- _Trecho do texto_:
SOBERANIA
Jose Luiz Quadros de Magalhaes
1 ORIGEM
A palavra soberania tem sua raiz no francês antigo souverana que por sua vez deriva do baixo latim superanus, significando supe¬rioridade. Bodin pela primeira vez utiliza o termo souveraineté para no século XVI designar o poder supremo da república.1
Pode-se dizer que a construção conceitual de soberania no ocidente teve origem nos fatos históricos traduzidos nas lutas travadas pelos reis franceses contra os barões feudais, para impor a sua autoridade, o que poderíamos chamar, então, de soberania interna, como também para se emanciparem da tutela do Santo Império Romano, primeiro, e do Papado, depois, o que poderíamos chamar de soberania externa.
Esta procura de soberania deveu-se ao fato de que os primeiros reis da França não eram militarmente os mais fortes, como também, conseqüentemente, não eram os mais acatados. O poder, na Idade Média, não é unitário, mas sim fragmentado e permanentemente nego¬ciado entre o rei e os nobres senhores feudais, cada um com seu exército. Não havia, portanto, a idéia de um Estado nacional com um exercito nacional, uma moeda nacional e um poder unitário e soberano.

- _Tarefa proposta 1_:
Liste todas as forças contra as quais, segundo o texto sobre a origem da soberania, os reis franceses lutaram.
- _Tarefa proposta 2_:
Responda com base no texto sobre a origem da soberania:
(a) De que palavra do baixo latim deriva o termo souverana?
(b) Em que século Bodin usou o termo souveraineté?
(c) Entre quem o poder era negociado na Idade Média?
- _Tarefa proposta 3_:
Continue o texto sobre a origem da soberania a partir do ponto em que ele termina.

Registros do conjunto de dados
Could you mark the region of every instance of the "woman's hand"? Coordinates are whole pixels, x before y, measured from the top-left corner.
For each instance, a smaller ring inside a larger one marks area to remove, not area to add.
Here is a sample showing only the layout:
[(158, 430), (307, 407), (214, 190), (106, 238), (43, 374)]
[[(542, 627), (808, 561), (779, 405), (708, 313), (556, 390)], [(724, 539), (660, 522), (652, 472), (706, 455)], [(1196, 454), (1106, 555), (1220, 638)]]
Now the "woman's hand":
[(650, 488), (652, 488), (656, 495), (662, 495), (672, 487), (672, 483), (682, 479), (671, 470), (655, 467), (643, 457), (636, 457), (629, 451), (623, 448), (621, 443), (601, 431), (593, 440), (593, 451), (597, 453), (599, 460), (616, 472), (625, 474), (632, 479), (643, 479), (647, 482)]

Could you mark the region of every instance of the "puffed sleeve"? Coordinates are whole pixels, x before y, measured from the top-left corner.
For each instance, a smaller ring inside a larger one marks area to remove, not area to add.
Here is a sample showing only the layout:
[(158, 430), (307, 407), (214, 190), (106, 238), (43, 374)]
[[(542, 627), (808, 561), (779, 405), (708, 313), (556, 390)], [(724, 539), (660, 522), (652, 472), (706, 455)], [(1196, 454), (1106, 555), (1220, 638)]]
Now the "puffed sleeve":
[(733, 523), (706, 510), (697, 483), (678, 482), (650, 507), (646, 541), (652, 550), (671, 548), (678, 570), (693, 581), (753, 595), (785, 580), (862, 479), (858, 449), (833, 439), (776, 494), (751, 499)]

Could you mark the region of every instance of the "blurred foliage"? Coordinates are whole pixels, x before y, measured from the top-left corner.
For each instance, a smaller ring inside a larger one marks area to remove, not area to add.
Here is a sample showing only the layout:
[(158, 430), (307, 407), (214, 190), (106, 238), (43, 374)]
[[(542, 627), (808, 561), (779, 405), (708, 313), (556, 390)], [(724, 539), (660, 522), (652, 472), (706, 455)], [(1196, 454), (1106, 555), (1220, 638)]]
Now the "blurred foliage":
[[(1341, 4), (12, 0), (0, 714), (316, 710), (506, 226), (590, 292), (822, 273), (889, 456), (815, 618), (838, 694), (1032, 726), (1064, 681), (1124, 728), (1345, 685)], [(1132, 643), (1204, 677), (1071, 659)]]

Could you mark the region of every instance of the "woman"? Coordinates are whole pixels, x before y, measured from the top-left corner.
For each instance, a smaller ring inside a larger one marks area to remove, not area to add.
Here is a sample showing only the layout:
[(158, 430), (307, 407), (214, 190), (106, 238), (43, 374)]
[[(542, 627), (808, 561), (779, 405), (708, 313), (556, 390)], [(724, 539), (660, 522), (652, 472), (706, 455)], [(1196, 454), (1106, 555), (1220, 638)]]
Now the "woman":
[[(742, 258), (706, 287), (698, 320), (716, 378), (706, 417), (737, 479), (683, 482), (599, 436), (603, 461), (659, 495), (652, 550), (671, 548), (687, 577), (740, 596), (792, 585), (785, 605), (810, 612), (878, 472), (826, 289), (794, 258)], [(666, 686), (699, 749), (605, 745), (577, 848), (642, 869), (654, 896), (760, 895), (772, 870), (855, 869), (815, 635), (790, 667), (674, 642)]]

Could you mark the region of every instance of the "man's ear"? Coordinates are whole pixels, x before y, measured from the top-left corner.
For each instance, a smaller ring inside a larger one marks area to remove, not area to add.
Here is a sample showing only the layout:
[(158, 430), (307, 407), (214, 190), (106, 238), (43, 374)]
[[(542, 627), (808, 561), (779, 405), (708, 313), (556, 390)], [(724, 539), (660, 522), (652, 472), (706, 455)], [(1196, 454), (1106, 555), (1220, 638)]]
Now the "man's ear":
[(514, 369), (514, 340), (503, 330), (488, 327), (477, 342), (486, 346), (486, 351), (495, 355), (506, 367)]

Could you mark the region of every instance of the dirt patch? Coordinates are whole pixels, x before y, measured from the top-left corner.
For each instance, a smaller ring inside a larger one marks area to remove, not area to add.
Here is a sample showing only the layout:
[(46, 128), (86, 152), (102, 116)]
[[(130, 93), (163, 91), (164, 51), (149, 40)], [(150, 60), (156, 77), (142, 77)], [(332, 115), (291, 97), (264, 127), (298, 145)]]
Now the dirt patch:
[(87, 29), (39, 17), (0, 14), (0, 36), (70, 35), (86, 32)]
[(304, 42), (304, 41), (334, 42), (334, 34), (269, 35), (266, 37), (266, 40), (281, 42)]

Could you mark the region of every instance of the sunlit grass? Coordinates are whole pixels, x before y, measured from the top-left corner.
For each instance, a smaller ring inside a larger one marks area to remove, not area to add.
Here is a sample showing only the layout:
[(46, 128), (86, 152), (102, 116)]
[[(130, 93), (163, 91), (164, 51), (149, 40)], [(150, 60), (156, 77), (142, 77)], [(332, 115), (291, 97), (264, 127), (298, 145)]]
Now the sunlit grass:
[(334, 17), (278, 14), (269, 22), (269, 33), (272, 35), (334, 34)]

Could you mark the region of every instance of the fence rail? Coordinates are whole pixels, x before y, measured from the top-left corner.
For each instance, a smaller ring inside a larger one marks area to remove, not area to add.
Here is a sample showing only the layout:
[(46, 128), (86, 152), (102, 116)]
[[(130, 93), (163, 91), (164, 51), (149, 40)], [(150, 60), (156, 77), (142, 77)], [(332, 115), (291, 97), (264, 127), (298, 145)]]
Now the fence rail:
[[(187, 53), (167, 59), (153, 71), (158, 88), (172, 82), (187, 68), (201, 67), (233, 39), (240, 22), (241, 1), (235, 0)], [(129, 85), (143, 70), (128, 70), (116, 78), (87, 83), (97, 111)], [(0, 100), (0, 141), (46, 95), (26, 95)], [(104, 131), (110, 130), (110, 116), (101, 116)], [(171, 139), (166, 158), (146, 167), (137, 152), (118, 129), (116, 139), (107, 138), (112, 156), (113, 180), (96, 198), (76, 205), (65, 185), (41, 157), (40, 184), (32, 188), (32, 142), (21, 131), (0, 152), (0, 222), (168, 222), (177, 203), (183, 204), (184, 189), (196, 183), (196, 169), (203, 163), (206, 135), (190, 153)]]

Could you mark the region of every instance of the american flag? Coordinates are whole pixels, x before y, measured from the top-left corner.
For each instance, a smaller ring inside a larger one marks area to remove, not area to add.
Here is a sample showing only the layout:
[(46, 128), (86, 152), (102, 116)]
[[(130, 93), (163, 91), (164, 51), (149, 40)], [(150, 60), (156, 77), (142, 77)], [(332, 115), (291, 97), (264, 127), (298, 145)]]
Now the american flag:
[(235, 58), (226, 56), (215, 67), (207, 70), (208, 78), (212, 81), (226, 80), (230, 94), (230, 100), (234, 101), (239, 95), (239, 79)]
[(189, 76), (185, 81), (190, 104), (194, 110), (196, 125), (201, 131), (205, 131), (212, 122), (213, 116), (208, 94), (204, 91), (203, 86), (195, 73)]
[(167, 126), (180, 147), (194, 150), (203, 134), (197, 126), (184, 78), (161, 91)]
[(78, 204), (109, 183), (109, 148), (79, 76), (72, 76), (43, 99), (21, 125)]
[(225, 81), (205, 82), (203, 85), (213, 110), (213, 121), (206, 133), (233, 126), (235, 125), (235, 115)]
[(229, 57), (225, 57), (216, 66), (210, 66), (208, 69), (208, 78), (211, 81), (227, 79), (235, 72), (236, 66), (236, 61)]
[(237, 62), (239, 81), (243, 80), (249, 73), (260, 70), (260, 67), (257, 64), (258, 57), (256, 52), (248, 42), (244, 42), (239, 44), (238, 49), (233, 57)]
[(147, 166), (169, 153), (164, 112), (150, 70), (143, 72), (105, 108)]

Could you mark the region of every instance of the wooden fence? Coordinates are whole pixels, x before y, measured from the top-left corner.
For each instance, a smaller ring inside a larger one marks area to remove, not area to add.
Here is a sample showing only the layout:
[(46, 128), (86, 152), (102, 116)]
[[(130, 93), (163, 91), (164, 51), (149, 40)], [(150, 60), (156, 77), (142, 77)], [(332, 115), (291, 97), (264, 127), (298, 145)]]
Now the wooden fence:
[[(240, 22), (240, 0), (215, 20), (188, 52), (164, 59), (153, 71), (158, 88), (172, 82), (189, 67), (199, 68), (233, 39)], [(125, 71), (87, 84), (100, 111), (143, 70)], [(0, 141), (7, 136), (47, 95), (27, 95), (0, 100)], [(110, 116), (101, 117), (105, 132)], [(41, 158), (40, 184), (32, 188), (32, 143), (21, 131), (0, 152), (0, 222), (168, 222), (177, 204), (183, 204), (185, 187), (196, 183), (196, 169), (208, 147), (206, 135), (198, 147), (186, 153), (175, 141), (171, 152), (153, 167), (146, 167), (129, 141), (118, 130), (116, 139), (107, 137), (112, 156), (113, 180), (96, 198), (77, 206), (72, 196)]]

- _Resposta da tarefa 1_:
Os barões feudais, o Santo Império Romano e o Papado.

- _Resposta da tarefa 2_:
(a) De superanus.
(b) No século XVI.
(c) Entre o rei e os nobres senhores feudais.

- _Resposta da tarefa 3_:
A idéia de uma soberania una, indivisível, imprescritível e inalienável foi construída para o Estado nacional, que surge neste momento na forma unitária como já visto. Imaginava-se na época um Estado soberano com um poder unificado, de onde emanava toda a vontade soberana do Estado. Desta forma, a soberania era indivisível porque não existia outro poder paralelo ou superior ao poder soberano; porque era una, no sentido que os poderes do Estado não são cada um, soberanos, mais apenas divididos e autônomos, mas unidos em um Estado com poder único e soberano; imprescritível, no sentido de que uma vez soberano o Estado não perde esta condição, não havendo, portanto, uma soberania por prazo certo; e finalmente inalienável, no sentido de que não se poderia transferir a soberania para outro Estado ou organização. Óbvio que não se conheceu a efetividade de tal soberania indivisível, mas este conceito sobreviveu durante muito tempo, e mesmo hoje alguns ainda o utilizam contra toda a realidade que os cercam.
O processo histórico base para esta construção conceitual ocorreu com o fato de que, aos poucos, os barões, “soberanos” em seus feudos, perdem essa condição para o rei. Logo, os reis, que só devem obediência a Deus, subtraem de um só golpe a autoridade dos papas e a intervenção do povo, tornando o poder real absoluto.
Posteriormente, encontraremos as doutrinas democráticas que atribuem ao povo ou à nação o poder político.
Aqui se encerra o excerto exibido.